Required actions:
A: Answer these questions from the judgment excerpt, one line each, marked as they are:
(i) Since when has the claimant lived in his flat?
(ii) On what date did the Council obtain a possession order against him?
(iii) What means-tested benefit was he receiving?
B: Please explain in one to three sentences why the judge in the judgment excerpt agreed to hear the substantive arguments on the claim for judicial review de bene esse.
C: In the judgment excerpt, swap "judicial scrutiny" for "independent scrutiny" and give the passage from "Mr Watkinson’s second" up to and including "to judicial scrutiny.".

Page text:

:::::

Mr Watkinson’s second ground was that the operation of the Council’s policy, as he submitted, has the effect that claims for judicial review brought by people in the position of the claimant are always likely to result in offers being made by the Council similar to those made in this case before the claim gets to court with the result that unless the court is prepared to adjudicate on the legality of the Council’s policy in a case which no longer has any practical effect on the particular person who has brought a claim there will never be a mechanism for subjecting the alleged illegality of the Council’s policy to judicial scrutiny.

9.

There is, as it seems to me, an inconsistency between Mr Watkinson’s two grounds. The first proceeds on the premise that the point will have to be decided sooner or later in a case in which the outcome will have a practical effect on the person bringing it so that it might as well be decided now given the costs which have already been incurred. The second proceeds on the opposite premise that it is unlikely that there will ever be a case in which the court has the opportunity to adjudicate the point in circumstances where the adjudication will have a direct effect on or benefit to the person bringing the claim.

10.

In order fully to understand and assess the second ground, it seemed to me necessary for me to understand the facts and background of the dispute and the operation of the Council’s policy. I therefore agreed to hear the substantive arguments on the claim for judicial review de bene esse without prejudice to the question whether I should adjudicate upon the issue raised in the declaration.

The Background

11.

The claimant is 61 years old and has a number of health problems. He lives in a flat at 2 Clarence House, Rushcroft Road in the London Borough of Lambeth, where he has lived since February 1983. It is a flat in a mansion block owed by the Council but licensed and later leased to London and Quadrant Housing Trust for use as short life accommodation for largely single homeless people. The Council terminated London and Quadrant’s lease in August 2000 and brought procession proceedings against the claimant and some 70 other households as unlawful occupiers. The latter raised various matters in defence and the litigation culminated in a decision of the House of Lords in March 2006 in which those defences were rejected. Thereafter a possession order was obtained against the claimant by the Council in the Central London County Court on 28 April 2006.

12.

In a witness statement dated 4 March 2009 the claimant said that the order has not been enforced by the Council but that he has no rights to the flat and is awaiting an eviction notice from the bailiffs. He said that no one has accepted responsibility to repair the flat or the mansion block since 2000 and that both are in poor repair. His bathroom ceiling has partly fallen in and he felt that the question of finding somewhere else to stay was becoming urgent.

13.

The claimant sought legal advice about his situation. He considered the private sector to be a very insecure source of housing both because of the absence of security of tenure after the first six months of a tenancy and because the lack of certainty that Housing Benefit will pay all the rent, for example if the landlord raises it. He was in receipt of means-tested Pension Credit. He said that he was advised that he could apply as homeless under Part VII of the 1996 Act on the basis that he would be owed the main duty to provide accommodation arising under section 193(2) as a 61 year old with various health problems and as such in priority need who was not intentionally homeless. He did not want to go into hostel accommodation if it could be avoided but was advised by his solicitor that he believed that the Council would be happy to leave him in his present flat while he bid for more permanent accommodation on its choice-based letting scheme.

14.

:::::

Listed records:
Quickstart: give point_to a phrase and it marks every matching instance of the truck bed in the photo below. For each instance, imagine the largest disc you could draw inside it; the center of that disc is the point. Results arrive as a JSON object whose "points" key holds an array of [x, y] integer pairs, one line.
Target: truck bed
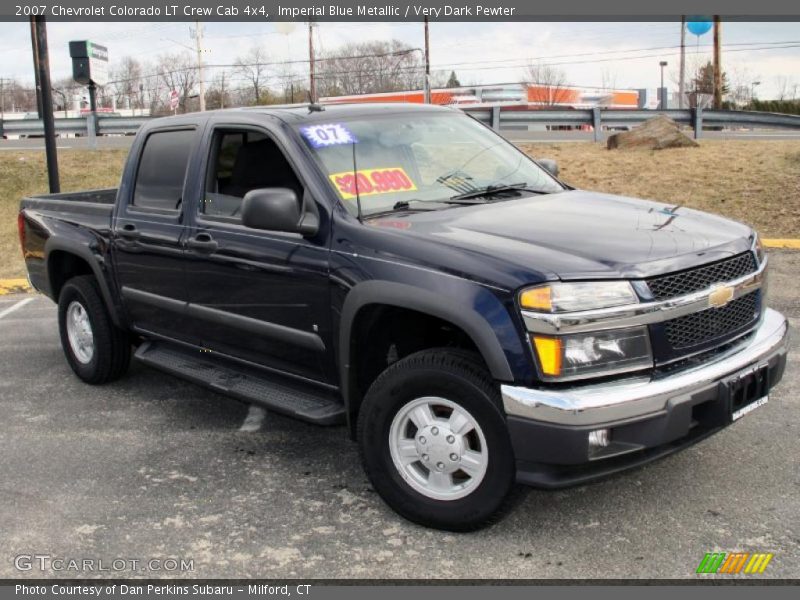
{"points": [[89, 202]]}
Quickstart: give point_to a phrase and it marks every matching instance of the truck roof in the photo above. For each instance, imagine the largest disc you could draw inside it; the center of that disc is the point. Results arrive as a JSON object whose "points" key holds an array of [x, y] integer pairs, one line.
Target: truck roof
{"points": [[301, 113]]}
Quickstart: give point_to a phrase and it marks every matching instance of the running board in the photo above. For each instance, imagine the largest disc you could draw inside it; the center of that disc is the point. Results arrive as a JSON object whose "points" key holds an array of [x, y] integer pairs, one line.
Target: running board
{"points": [[305, 403]]}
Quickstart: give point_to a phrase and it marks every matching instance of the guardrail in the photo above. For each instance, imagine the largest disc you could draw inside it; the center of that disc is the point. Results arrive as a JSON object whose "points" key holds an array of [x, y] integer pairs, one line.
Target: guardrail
{"points": [[598, 118], [494, 116], [81, 126]]}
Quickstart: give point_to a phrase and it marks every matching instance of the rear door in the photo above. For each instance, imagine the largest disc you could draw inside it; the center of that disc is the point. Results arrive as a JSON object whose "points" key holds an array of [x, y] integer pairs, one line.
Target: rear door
{"points": [[258, 295], [148, 233]]}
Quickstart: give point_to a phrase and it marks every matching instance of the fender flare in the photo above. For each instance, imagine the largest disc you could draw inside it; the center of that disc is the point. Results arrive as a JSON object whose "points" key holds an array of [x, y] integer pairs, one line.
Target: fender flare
{"points": [[83, 250], [407, 296]]}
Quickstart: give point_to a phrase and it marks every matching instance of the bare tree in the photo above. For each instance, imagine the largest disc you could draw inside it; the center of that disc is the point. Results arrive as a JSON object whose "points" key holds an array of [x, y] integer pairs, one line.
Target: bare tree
{"points": [[218, 94], [547, 84], [178, 72], [251, 67], [370, 67], [786, 88], [126, 77]]}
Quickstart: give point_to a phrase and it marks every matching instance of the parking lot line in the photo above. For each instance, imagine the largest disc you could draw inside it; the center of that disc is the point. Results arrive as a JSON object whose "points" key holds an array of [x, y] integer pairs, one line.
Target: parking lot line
{"points": [[793, 244], [14, 307], [10, 286]]}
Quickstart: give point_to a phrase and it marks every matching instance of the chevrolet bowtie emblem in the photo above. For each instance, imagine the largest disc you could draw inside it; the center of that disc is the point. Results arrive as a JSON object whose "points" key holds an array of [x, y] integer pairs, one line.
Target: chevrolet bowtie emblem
{"points": [[720, 297]]}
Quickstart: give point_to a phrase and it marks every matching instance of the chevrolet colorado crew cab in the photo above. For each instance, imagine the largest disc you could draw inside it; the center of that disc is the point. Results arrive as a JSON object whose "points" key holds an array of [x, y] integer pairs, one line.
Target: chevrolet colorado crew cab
{"points": [[407, 271]]}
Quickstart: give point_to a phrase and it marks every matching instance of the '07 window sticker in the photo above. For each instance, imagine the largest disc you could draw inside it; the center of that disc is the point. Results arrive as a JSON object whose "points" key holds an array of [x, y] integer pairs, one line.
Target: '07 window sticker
{"points": [[328, 134]]}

:::::

Solved problems:
A:
(i) Since February 1983.
(ii) On 28 April 2006.
(iii) Pension Credit.

B: The judge agreed in order to fully understand and assess Mr Watkinson's second ground. Doing that required an understanding of the facts and background of the dispute and of how the Council's policy operated. The hearing was without prejudice to whether he should rule on the issue raised in the declaration.

C:
Mr Watkinson’s second ground was that the operation of the Council’s policy, as he submitted, has the effect that claims for judicial review brought by people in the position of the claimant are always likely to result in offers being made by the Council similar to those made in this case before the claim gets to court with the result that unless the court is prepared to adjudicate on the legality of the Council’s policy in a case which no longer has any practical effect on the particular person who has brought a claim there will never be a mechanism for subjecting the alleged illegality of the Council’s policy to independent scrutiny.